• Text provided:
* * * * * * * * *
Re: [Mesa-dev] Perfetto CPU/GPU tracing

2021-02-12 Thread John Bates
(responding from correct address this time)

On Fri, Feb 12, 2021 at 12:03 PM Mark Janes  wrote:

> I've recently been using GPUVis to look at trace events.  On Intel
> platforms, GPUVis incorporates ftrace events from the i915 driver,
> performance metrics from igt-gpu-tools, and userspace ftrace markers
> that I locally hack up in Mesa.
>

GPUVis is great. I would love to see that data combined with
userspace events without any need for local hacks. Perfetto provides
on-demand trace events with lower overhead compared to ftrace, so for
example it is acceptable to have production trace instrumentation that can
be captured without dev builds. To do that with ftrace it may require a way
to enable and disable the ftrace file writes to avoid the overhead when
tracing is not in use. This is what Android does with systrace/atrace, for
example, it uses Binder to notify processes about trace sessions. Perfetto
does that in a more portable way.


>
> It is very easy to compile the GPUVis UI.  Userspace instrumentation
> requires a single C/C++ header.  You don't have to access an external
> web service to analyze trace data (a big no-no for devs working on
> preproduction hardware).
>
> Is it possible to build and run the Perfetto UI locally?


Yes, local UI builds are possible
.
Also confirmed with the perfetto team  that
trace data is not uploaded unless you use the 'share' feature.


>   Can it display
> arbitrary trace events that are written to
> /sys/kernel/tracing/trace_marker ?


Yes, I believe it does support that via linux.ftrace data source
. We use that for
example to overlay CPU sched data to show what process is on each core
throughout the timeline. There are many ftrace event types

in
the perfetto protos.


> Can it be extended to show i915 and
> i915-perf-recorder events?
>

It can be extended to consume custom data sources. One way this is done is
via a bridge daemon, such as traced_probes which is responsible for
capturing data from ftrace and /proc during a trace session and sending it
to traced. traced is the main perfetto tracing daemon that notifies all
trace data sources to start/stop tracing and communicates with user tracing
requests via the 'perfetto' command.



>
> John Bates  writes:
>
> > I recently opened issue 4262
> >  to begin the
> > discussion on integrating perfetto into mesa.
> >
> > *Background*
> >
> > System-wide tracing is an invaluable tool for developers to find and fix
> > performance problems. The perfetto project enables a combined view of
> trace
> > data from kernel ftrace, GPU driver and various manually-instrumented
> > tracepoints throughout the application and system. This helps developers
> > quickly answer questions like:
> >
> >- How long are frames taking?
> >- What caused a particular frame drop?
> >- Is it CPU bound or GPU bound?
* * * * * * * * *
• Supplied material:
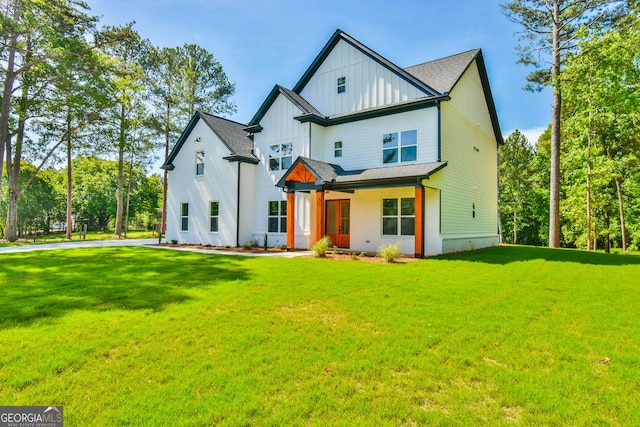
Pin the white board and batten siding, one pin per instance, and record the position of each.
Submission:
(218, 183)
(469, 180)
(368, 84)
(362, 140)
(279, 127)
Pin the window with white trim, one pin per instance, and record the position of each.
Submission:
(214, 208)
(399, 216)
(199, 163)
(277, 216)
(184, 217)
(280, 156)
(337, 149)
(400, 148)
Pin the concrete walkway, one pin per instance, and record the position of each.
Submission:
(152, 243)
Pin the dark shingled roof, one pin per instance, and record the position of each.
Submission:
(442, 74)
(231, 134)
(330, 176)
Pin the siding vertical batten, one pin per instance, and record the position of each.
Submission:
(291, 220)
(238, 210)
(319, 214)
(419, 221)
(439, 132)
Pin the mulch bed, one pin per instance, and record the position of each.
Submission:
(331, 255)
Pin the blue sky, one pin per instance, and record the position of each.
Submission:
(264, 42)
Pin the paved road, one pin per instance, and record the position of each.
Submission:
(136, 242)
(77, 244)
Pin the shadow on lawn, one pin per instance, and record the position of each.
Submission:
(52, 283)
(508, 254)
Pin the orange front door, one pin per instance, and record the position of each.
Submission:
(337, 223)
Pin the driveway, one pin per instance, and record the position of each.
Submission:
(77, 244)
(137, 242)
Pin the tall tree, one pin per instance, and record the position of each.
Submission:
(41, 51)
(127, 105)
(35, 32)
(603, 113)
(183, 80)
(549, 30)
(205, 85)
(519, 200)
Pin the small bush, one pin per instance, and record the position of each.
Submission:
(322, 246)
(389, 252)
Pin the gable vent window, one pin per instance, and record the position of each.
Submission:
(199, 163)
(184, 217)
(280, 156)
(342, 84)
(337, 149)
(402, 149)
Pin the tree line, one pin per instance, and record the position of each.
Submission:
(74, 90)
(583, 172)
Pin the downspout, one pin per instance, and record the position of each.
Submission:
(439, 132)
(238, 209)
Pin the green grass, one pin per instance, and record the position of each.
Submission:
(142, 336)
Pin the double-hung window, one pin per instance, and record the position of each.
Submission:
(184, 217)
(199, 163)
(401, 147)
(277, 216)
(280, 156)
(398, 217)
(214, 208)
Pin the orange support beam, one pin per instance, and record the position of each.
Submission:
(419, 228)
(319, 215)
(291, 221)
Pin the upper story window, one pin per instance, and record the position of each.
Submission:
(214, 209)
(337, 149)
(400, 149)
(280, 156)
(184, 216)
(342, 84)
(199, 162)
(398, 217)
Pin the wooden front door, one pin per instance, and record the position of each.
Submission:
(337, 222)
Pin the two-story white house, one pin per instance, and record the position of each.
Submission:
(360, 150)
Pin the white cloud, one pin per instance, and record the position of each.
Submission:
(532, 134)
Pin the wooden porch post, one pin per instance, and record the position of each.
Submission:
(291, 221)
(319, 214)
(419, 224)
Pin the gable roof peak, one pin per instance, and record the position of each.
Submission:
(340, 35)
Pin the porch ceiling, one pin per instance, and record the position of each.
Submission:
(333, 177)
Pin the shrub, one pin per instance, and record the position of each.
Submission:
(322, 246)
(389, 252)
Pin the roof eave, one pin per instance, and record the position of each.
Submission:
(372, 113)
(242, 159)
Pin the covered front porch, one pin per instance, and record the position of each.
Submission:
(359, 209)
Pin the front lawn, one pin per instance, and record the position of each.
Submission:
(144, 336)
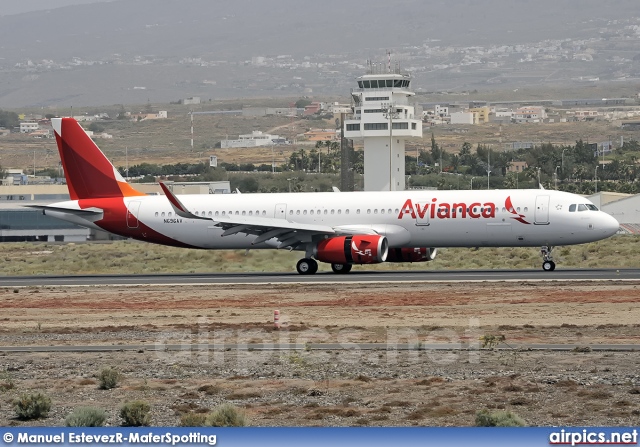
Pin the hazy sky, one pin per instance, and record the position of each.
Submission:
(10, 7)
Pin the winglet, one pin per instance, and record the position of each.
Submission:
(177, 205)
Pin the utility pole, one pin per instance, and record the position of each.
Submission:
(390, 113)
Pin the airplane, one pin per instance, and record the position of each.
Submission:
(339, 228)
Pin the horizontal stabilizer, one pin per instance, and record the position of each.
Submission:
(77, 212)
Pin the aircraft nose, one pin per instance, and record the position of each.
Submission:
(609, 224)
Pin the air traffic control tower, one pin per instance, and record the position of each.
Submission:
(383, 118)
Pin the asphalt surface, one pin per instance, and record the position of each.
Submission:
(326, 278)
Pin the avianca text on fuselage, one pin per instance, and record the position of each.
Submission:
(443, 210)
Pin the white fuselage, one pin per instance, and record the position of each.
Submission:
(427, 218)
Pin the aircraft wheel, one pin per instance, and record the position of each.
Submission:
(307, 266)
(341, 268)
(548, 266)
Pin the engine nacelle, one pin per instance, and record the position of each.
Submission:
(415, 254)
(356, 249)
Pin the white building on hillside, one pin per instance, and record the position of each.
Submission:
(441, 111)
(254, 139)
(462, 118)
(29, 126)
(383, 118)
(529, 115)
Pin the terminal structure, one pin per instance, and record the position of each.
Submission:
(383, 118)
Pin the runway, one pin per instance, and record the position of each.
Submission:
(366, 277)
(195, 348)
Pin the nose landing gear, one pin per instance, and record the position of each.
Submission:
(547, 259)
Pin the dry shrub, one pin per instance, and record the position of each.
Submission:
(192, 420)
(210, 390)
(108, 378)
(242, 396)
(226, 415)
(512, 388)
(32, 406)
(484, 418)
(136, 413)
(86, 417)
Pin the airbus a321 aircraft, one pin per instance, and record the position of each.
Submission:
(342, 229)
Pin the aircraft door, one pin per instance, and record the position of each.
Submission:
(133, 208)
(281, 211)
(422, 216)
(542, 210)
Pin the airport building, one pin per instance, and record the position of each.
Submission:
(383, 117)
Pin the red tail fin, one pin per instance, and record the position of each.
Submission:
(89, 174)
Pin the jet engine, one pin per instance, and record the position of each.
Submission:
(415, 254)
(365, 249)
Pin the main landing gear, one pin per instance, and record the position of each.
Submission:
(547, 259)
(341, 268)
(309, 266)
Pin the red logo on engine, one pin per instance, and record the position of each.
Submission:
(519, 217)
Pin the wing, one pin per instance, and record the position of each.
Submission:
(288, 233)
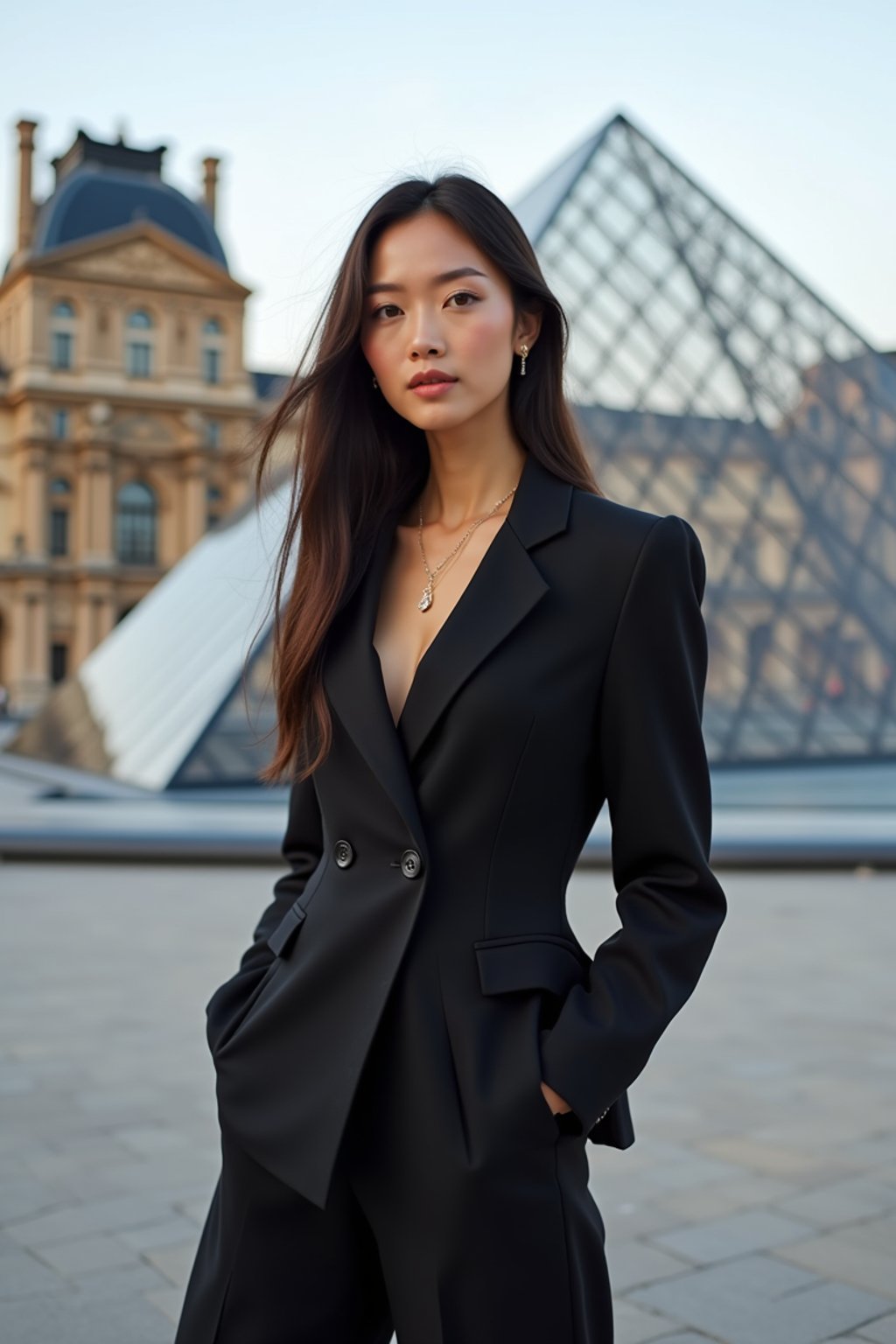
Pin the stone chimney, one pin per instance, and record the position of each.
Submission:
(25, 200)
(210, 186)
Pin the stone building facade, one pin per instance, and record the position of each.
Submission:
(125, 405)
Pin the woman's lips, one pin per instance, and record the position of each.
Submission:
(431, 390)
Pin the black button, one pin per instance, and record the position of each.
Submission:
(343, 854)
(411, 863)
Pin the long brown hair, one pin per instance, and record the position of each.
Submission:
(356, 458)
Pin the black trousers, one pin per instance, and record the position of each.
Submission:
(410, 1241)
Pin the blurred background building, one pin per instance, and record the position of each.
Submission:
(708, 378)
(125, 405)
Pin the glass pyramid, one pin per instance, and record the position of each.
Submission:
(710, 382)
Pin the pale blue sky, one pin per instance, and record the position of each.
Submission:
(785, 112)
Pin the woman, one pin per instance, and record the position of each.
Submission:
(477, 649)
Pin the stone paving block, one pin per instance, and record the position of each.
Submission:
(634, 1263)
(90, 1216)
(724, 1238)
(22, 1274)
(118, 1281)
(25, 1198)
(793, 1164)
(153, 1236)
(65, 1319)
(760, 1298)
(883, 1331)
(841, 1201)
(83, 1253)
(850, 1256)
(719, 1200)
(634, 1326)
(175, 1263)
(145, 1140)
(168, 1300)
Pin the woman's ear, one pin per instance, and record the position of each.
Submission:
(527, 328)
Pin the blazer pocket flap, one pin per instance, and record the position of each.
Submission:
(283, 937)
(286, 929)
(536, 962)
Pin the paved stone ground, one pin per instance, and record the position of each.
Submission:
(758, 1205)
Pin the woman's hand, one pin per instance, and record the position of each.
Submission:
(555, 1101)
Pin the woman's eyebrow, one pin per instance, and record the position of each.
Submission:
(437, 280)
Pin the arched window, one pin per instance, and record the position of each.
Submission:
(213, 351)
(140, 344)
(213, 506)
(60, 492)
(136, 516)
(62, 335)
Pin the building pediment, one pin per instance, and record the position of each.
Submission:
(143, 256)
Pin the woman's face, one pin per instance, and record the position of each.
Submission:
(418, 318)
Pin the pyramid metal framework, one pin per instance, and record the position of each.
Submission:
(713, 383)
(710, 382)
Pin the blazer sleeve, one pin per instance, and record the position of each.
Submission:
(303, 848)
(655, 780)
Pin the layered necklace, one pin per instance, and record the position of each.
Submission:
(426, 601)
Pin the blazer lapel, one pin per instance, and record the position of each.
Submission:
(504, 589)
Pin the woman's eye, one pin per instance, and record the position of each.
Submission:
(461, 293)
(465, 293)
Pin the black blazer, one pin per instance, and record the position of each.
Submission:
(571, 671)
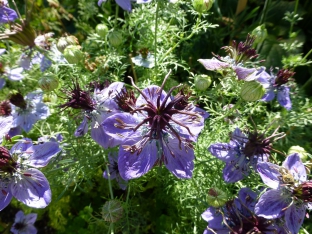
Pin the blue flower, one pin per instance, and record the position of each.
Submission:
(158, 130)
(291, 193)
(27, 111)
(24, 224)
(19, 177)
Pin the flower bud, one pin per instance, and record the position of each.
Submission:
(115, 38)
(299, 150)
(202, 5)
(101, 30)
(48, 83)
(73, 54)
(260, 33)
(252, 91)
(202, 82)
(216, 197)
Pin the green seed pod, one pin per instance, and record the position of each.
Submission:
(260, 33)
(101, 30)
(202, 5)
(299, 150)
(202, 82)
(115, 38)
(73, 54)
(48, 83)
(252, 91)
(216, 197)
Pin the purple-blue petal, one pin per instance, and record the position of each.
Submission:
(283, 97)
(32, 189)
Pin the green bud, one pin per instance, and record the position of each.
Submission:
(202, 82)
(115, 38)
(216, 197)
(73, 54)
(48, 83)
(299, 150)
(202, 6)
(260, 33)
(101, 30)
(252, 91)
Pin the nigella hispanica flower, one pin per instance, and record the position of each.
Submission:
(27, 111)
(242, 152)
(95, 109)
(24, 224)
(156, 132)
(237, 216)
(19, 177)
(291, 192)
(114, 172)
(275, 86)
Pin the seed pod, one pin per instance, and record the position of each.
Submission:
(48, 83)
(202, 5)
(252, 91)
(73, 54)
(101, 30)
(115, 38)
(202, 82)
(299, 150)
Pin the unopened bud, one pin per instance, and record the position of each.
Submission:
(252, 91)
(202, 82)
(101, 30)
(73, 54)
(48, 83)
(115, 38)
(202, 6)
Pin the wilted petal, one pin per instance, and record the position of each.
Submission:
(178, 161)
(32, 189)
(213, 64)
(271, 204)
(294, 164)
(132, 166)
(269, 173)
(294, 216)
(82, 128)
(5, 196)
(283, 97)
(40, 155)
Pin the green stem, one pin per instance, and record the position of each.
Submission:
(265, 10)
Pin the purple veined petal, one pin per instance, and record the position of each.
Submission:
(124, 4)
(283, 97)
(119, 133)
(2, 83)
(100, 2)
(82, 128)
(5, 125)
(131, 165)
(32, 189)
(294, 164)
(5, 196)
(294, 216)
(178, 161)
(232, 174)
(269, 95)
(272, 203)
(213, 64)
(40, 155)
(7, 14)
(247, 74)
(16, 74)
(224, 151)
(269, 173)
(21, 146)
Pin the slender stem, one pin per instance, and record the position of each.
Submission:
(264, 12)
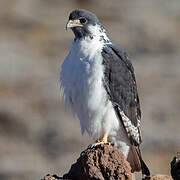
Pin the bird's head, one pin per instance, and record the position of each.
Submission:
(84, 23)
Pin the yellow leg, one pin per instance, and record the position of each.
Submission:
(102, 140)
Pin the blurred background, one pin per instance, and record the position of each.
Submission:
(37, 134)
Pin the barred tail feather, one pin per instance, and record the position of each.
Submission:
(133, 159)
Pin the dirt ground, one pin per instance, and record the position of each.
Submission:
(37, 134)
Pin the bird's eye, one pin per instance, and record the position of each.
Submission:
(83, 20)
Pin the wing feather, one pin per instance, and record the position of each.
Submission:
(120, 84)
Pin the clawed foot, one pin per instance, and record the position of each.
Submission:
(98, 143)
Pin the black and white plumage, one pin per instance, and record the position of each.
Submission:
(99, 86)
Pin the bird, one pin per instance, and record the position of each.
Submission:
(99, 86)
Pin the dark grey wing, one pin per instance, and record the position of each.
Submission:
(120, 84)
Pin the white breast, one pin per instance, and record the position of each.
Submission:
(82, 81)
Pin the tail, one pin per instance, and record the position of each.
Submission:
(137, 163)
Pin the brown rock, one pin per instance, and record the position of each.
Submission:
(102, 162)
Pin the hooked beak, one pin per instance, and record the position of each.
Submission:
(73, 23)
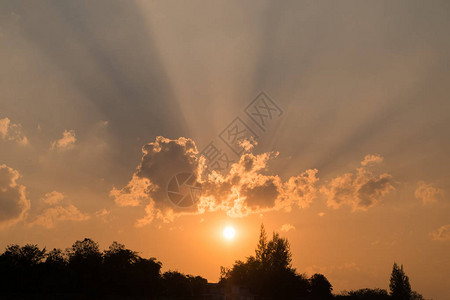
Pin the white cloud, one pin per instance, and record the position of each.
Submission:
(57, 210)
(442, 233)
(66, 142)
(242, 191)
(428, 193)
(12, 132)
(13, 202)
(53, 198)
(287, 227)
(371, 159)
(361, 189)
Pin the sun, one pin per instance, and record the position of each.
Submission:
(229, 232)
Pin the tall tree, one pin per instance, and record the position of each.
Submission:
(399, 284)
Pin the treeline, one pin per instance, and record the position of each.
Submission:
(269, 275)
(84, 272)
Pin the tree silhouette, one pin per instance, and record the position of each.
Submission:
(320, 287)
(399, 284)
(268, 274)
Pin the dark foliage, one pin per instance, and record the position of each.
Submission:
(83, 272)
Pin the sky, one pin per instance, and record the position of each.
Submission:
(331, 119)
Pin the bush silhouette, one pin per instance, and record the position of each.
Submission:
(85, 272)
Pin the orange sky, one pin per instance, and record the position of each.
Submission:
(102, 103)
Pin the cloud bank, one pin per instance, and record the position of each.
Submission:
(442, 233)
(66, 142)
(245, 189)
(360, 189)
(12, 132)
(428, 193)
(58, 209)
(14, 204)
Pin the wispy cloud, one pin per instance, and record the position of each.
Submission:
(442, 233)
(287, 227)
(245, 189)
(12, 132)
(428, 193)
(14, 204)
(59, 210)
(66, 142)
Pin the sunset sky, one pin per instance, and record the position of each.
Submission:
(103, 102)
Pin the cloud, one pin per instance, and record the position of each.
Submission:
(371, 159)
(66, 142)
(428, 193)
(59, 210)
(103, 214)
(246, 189)
(442, 233)
(161, 161)
(360, 189)
(287, 227)
(243, 190)
(12, 132)
(13, 202)
(53, 198)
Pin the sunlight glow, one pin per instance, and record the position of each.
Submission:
(229, 232)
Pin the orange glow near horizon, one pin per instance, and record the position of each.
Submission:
(229, 232)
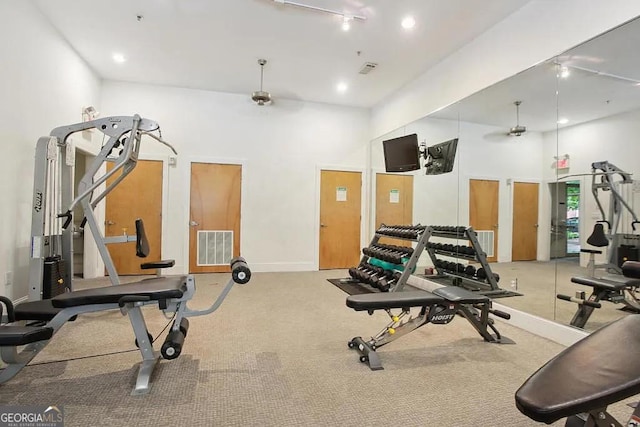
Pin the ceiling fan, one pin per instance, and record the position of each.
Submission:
(517, 130)
(261, 97)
* * * * * * * * *
• Task to carry out:
Summarize the mailing-list reply about Perfetto tracing in two sentences.

• Reply:
John Bates answers Mark Janes by explaining that Perfetto offers on-demand trace events with lower overhead than ftrace, which allows production trace instrumentation that can be captured without dev builds. He adds that the Perfetto UI can be built locally, that trace data is not uploaded unless the 'share' feature is used, that he believes ftrace markers are supported through the linux.ftrace data source, and that custom data sources can be added through a bridge daemon such as traced_probes, which sends data to the main tracing daemon, traced.